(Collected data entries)
===============
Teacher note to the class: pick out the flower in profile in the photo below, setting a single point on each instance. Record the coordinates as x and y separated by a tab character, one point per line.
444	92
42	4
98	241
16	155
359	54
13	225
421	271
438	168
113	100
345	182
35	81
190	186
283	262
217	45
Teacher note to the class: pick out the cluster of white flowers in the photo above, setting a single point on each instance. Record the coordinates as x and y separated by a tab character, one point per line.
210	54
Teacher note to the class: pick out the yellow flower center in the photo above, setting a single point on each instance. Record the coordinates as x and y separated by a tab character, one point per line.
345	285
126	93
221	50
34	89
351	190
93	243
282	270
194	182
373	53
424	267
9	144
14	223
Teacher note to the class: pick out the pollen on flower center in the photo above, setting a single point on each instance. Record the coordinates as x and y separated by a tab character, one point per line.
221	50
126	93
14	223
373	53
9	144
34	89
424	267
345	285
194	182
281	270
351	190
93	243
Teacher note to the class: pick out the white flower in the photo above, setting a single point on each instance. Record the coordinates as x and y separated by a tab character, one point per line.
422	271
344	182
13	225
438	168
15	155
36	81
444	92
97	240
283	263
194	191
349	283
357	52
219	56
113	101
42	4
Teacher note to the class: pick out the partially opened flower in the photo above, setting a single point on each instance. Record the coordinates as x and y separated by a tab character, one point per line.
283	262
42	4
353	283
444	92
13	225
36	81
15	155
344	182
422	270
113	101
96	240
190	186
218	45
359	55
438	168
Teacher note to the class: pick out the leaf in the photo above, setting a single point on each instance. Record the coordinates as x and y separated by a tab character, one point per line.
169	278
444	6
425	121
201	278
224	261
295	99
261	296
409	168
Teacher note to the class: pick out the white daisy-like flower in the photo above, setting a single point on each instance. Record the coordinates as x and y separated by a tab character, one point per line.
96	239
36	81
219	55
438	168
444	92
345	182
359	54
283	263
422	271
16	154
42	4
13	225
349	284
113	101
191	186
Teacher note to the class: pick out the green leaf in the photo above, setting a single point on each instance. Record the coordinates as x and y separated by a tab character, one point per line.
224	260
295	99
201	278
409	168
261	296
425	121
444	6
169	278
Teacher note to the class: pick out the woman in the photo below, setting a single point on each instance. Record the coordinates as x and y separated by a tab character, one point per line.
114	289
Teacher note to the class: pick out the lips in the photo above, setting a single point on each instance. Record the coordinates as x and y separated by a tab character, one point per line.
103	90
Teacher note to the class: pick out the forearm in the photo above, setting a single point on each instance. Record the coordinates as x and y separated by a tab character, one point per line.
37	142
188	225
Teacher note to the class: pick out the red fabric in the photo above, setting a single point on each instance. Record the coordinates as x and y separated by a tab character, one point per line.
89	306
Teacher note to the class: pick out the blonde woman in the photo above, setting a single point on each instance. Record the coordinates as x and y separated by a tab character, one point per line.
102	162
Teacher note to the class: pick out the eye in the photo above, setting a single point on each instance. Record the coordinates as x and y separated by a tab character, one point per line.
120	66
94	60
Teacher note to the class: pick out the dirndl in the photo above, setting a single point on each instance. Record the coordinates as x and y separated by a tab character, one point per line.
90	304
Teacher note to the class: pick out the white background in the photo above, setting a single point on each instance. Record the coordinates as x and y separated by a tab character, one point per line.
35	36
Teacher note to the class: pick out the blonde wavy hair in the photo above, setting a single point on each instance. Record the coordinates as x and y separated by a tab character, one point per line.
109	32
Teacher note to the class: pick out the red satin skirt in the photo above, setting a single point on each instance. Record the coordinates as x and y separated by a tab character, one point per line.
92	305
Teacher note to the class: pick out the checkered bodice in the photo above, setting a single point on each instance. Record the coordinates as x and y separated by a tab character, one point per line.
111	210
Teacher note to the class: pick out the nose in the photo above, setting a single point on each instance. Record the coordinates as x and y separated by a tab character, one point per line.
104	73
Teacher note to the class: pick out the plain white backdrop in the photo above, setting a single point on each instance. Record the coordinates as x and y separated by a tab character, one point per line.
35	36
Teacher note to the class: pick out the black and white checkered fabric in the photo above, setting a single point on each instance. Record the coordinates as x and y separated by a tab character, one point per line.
===============
What is expected =>
Output the records again in full. Keep every character as written.

Response area =>
Teacher note to the class: pick out the flower in profile in the photo below, setting a single point on each instance. Record the coordinates as x and y separated by a tab character, one point per line.
444	92
42	4
98	241
16	155
359	54
13	225
421	271
438	168
113	100
345	182
35	81
190	186
283	262
217	45
Teacher note to the class: pick out the cluster of white flowers in the photo above, setting a single point on each instance. Record the coordinates as x and y separated by a tab character, one point per line.
210	54
Teacher note to the class: pick out the yellow flower center in the photo above, setting a single point on each instance. Record the coordinates as x and y separated by a tab character, one point per line.
345	285
126	93
221	50
34	89
351	190
93	243
282	270
194	182
373	53
424	267
9	144
14	223
Teacher note to the class: pick out the pollen on flower center in the photo above, setting a single point on each instance. Record the coordinates as x and y separated by a tab character, one point per line.
221	50
126	93
14	223
373	53
9	144
34	89
424	267
345	285
194	182
281	270
351	190
93	243
Teacher note to the class: pick out the white flower in the photo above, setting a single point on each instance. Record the coordinates as x and y separated by a tab character, one point per line.
422	271
344	182
13	225
438	168
15	155
36	81
444	92
97	240
283	263
194	191
349	283
357	52
219	56
113	101
42	4
Teacher note to the class: pick out the partially opened flower in the photo above, setting a single point on each instance. Record the coordinates as x and y separated by a tab character, one point per line.
283	262
42	4
353	283
444	92
13	225
36	81
15	155
344	182
422	270
113	101
96	240
190	186
218	45
359	55
438	168
Teacher note to the class: pick out the leaf in the photo above, setting a single point on each instance. Record the coordinates as x and y separated by a tab character, one point per line.
169	278
444	6
425	121
201	278
224	261
295	99
261	296
409	168
Teacher note to the class: pick out the white daisy-like flower in the photo above, setting a single point on each instance. Record the coordinates as x and y separated by a tab character, one point per line.
96	239
36	81
219	55
438	168
444	92
345	182
359	54
283	263
422	271
16	154
42	4
13	225
349	284
113	101
191	186
Teacher note to the class: pick out the green leaf in the photo above, setting a single point on each instance. Record the coordinates as x and y separated by a tab character, one point per line.
224	260
295	99
201	278
409	168
261	296
425	121
444	6
169	278
Teacher note to the class: pick out the woman in the photo below, setting a single point on each instance. Record the coordinates as x and y separated by a tab character, one point per line.
114	289
Teacher note to the class: pick out the lips in the photo above, setting a single point on each instance. Record the coordinates as x and y separated by a tab character, one point per line.
103	90
Teacher note to the class: pick out the forearm in the photo above, setting a single point on each instance. Record the coordinates as x and y separated by a tab character, one point per line.
37	142
188	225
Teacher note to the class: pick out the red fabric in the photo above, setting a single point on each instance. Record the coordinates as x and y separated by a tab character, one point per line.
89	306
Teacher note to the class: pick out the blonde woman in the photo above, setting a single point on each instance. Record the coordinates as x and y separated by a tab character, one point per line.
102	162
Teacher note to the class: pick out the eye in the photo above, setting a single point on each instance. Record the coordinates as x and y separated by a tab character, one point per line.
120	66
94	60
Teacher note to the class: pick out the dirndl in the photo above, setting a single point on each instance. Record the coordinates as x and y separated by a tab character, one point per line.
90	304
Teacher note to the class: pick out the white background in the photo above, setting a single point on each instance. Record the coordinates as x and y separated by a tab character, one point per line.
35	36
Teacher note to the class: pick out the blonde wavy hair in the photo above, setting a single point on each instance. Record the coordinates as x and y separated by a tab character, one point per line.
109	32
Teacher note to the class: pick out the red satin skirt in the photo above, setting a single point on each instance. Record the coordinates as x and y separated by a tab character, one point per line.
92	305
Teacher note to the class: pick out the checkered bodice in the photo above, setting a single point on each instance. Record the coordinates as x and y separated by a tab character, one point per line.
111	210
Teacher note to the class: pick out the nose in the photo above, setting a single point on each instance. Record the coordinates as x and y separated by a tab character, one point per line.
104	73
Teacher note to the class: pick out the plain white backdrop in the photo above, setting a single point on each instance. Record the coordinates as x and y separated by a tab character, one point per line.
35	36
Teacher note to the class: pick out the black and white checkered fabric in the photo above, setting a single point on each instance. Record the coordinates as x and y separated by a tab character, one point per line.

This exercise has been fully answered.